**Requirements:**
Show each line of the records in which the string "input" appears.

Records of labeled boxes
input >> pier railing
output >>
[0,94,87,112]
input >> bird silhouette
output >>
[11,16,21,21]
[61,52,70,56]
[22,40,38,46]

**Output for this exercise:**
input >> pier railing
input >> bird silhouette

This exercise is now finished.